(WHAT IS NEEDED): Pull out every line of the entries below that contains the word "negative", copying each line in full.

►

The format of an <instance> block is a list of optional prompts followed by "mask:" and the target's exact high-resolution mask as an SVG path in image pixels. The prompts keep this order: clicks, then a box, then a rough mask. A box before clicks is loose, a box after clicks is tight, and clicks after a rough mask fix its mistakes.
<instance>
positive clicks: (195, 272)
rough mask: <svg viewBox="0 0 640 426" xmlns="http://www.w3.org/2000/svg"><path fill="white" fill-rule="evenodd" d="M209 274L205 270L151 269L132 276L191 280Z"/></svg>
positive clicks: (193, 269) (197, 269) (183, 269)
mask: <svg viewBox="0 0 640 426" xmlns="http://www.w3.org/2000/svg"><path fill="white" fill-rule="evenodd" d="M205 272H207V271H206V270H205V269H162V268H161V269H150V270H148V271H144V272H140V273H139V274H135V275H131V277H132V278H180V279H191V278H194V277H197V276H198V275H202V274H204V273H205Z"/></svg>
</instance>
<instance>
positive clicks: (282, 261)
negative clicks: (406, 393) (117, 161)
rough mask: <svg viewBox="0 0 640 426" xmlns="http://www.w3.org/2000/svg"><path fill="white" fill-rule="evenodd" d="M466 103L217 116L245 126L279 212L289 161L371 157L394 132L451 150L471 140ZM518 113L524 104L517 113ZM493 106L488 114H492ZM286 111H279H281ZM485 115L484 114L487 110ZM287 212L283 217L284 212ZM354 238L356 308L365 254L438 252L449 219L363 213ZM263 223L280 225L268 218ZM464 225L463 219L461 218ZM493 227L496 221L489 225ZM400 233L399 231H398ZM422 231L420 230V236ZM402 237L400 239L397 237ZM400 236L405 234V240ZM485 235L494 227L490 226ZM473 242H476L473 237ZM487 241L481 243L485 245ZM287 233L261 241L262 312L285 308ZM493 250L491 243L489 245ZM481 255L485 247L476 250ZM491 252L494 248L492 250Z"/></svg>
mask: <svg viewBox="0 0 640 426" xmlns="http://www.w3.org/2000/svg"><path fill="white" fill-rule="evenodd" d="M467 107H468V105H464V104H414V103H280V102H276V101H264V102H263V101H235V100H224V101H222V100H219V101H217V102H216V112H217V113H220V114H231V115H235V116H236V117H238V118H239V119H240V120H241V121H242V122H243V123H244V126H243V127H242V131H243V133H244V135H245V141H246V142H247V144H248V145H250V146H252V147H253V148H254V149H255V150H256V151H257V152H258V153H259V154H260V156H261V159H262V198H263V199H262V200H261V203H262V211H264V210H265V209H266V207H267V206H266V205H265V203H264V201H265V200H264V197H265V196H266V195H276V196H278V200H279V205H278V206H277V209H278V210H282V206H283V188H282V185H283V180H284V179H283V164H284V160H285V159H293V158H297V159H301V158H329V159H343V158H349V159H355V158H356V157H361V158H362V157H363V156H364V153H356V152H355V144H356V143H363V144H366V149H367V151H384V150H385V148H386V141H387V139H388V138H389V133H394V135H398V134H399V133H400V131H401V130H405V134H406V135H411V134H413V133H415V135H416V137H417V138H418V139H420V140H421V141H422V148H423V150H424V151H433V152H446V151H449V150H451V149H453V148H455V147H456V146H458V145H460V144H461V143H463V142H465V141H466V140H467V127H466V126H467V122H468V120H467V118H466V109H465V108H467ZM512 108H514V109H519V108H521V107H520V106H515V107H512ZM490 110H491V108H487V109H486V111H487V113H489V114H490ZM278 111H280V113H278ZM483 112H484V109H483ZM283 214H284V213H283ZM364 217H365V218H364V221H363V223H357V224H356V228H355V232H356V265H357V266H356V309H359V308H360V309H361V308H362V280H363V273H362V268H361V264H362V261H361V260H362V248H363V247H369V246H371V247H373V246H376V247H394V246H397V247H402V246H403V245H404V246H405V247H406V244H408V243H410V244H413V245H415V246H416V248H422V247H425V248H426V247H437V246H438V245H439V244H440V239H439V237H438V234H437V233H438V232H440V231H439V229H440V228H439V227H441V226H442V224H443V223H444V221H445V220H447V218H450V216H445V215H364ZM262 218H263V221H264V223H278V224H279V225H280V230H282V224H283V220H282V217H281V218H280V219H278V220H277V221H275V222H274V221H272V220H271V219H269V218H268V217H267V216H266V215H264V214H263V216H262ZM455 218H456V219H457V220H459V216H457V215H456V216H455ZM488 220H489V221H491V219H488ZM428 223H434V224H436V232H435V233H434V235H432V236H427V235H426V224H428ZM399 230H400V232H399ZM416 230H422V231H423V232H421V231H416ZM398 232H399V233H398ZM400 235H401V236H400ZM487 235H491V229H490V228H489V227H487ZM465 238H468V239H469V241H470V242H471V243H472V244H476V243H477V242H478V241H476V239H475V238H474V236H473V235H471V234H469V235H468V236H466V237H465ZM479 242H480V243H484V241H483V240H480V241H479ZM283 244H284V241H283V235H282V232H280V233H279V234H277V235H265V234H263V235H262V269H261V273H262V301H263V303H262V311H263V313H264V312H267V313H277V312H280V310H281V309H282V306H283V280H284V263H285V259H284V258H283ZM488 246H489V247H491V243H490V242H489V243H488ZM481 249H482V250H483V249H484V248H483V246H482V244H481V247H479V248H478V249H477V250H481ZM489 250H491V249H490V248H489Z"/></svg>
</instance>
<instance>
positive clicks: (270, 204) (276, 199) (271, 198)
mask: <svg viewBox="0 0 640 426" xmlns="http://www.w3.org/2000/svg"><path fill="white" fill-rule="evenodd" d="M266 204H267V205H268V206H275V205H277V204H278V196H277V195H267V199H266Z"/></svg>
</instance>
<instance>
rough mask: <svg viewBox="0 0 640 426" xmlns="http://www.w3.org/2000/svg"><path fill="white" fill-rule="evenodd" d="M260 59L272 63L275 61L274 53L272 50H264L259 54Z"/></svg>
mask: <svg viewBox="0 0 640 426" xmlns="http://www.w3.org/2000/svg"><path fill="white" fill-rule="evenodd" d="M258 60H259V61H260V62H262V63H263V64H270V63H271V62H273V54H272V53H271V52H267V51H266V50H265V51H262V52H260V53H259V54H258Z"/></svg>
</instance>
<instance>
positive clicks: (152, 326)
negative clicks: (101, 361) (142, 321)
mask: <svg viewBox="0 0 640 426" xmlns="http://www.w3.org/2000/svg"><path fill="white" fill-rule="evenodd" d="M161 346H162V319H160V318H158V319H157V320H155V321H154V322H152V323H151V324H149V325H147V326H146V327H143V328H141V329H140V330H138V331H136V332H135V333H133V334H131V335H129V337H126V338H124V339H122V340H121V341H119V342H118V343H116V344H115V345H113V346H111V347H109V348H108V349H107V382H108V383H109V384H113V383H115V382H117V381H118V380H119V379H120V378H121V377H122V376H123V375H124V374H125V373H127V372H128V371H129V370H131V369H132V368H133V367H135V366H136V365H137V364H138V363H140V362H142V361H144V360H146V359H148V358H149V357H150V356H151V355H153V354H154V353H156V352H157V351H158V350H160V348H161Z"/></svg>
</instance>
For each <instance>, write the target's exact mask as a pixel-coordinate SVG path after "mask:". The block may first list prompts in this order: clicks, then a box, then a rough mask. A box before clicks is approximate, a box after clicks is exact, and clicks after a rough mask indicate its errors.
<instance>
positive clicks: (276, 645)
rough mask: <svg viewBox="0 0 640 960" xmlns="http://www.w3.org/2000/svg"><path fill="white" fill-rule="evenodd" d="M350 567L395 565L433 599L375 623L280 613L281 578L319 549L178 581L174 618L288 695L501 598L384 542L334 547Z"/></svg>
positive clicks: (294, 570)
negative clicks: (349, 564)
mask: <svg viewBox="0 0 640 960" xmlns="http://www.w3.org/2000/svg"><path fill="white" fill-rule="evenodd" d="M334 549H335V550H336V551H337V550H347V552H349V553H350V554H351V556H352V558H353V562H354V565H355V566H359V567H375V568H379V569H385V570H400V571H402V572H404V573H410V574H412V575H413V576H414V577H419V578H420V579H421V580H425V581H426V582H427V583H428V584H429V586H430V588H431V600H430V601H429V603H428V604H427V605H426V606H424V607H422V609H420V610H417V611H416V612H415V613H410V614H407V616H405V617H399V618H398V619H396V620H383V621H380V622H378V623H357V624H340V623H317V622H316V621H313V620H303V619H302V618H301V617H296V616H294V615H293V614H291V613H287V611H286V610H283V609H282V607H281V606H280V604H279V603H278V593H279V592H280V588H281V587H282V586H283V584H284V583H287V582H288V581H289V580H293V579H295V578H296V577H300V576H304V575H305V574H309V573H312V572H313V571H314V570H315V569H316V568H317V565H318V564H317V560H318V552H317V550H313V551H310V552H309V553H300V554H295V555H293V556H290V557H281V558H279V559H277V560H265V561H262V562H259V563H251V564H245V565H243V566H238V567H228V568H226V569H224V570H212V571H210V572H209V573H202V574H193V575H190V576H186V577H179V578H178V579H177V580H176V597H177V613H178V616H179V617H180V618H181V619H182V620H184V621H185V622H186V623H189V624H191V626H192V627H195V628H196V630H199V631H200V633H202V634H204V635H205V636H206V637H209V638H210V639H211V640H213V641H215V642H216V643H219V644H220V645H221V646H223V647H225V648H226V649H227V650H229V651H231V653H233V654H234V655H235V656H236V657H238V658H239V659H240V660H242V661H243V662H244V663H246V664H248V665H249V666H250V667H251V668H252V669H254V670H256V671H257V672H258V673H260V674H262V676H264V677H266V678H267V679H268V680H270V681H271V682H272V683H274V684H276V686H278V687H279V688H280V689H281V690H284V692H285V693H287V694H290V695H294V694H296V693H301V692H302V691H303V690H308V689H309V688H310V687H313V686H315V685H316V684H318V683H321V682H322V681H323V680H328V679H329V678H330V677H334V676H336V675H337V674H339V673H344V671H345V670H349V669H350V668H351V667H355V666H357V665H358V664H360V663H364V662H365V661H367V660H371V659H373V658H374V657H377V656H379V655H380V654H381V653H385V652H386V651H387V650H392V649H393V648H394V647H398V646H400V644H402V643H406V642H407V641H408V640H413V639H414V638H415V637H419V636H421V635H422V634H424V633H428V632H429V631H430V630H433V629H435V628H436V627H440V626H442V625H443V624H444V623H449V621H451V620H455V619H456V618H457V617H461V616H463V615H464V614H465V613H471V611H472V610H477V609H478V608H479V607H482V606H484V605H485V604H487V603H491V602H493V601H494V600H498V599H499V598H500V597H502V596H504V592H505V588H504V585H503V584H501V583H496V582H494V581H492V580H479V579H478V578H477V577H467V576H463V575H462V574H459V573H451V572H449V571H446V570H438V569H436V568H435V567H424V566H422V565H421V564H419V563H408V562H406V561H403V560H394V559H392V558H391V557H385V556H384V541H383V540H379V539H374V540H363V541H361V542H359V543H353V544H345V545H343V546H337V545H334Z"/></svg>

◄

(ANSWER TO THIS TASK):
negative clicks: (406, 393) (117, 161)
negative clicks: (101, 361) (142, 321)
negative clicks: (349, 564)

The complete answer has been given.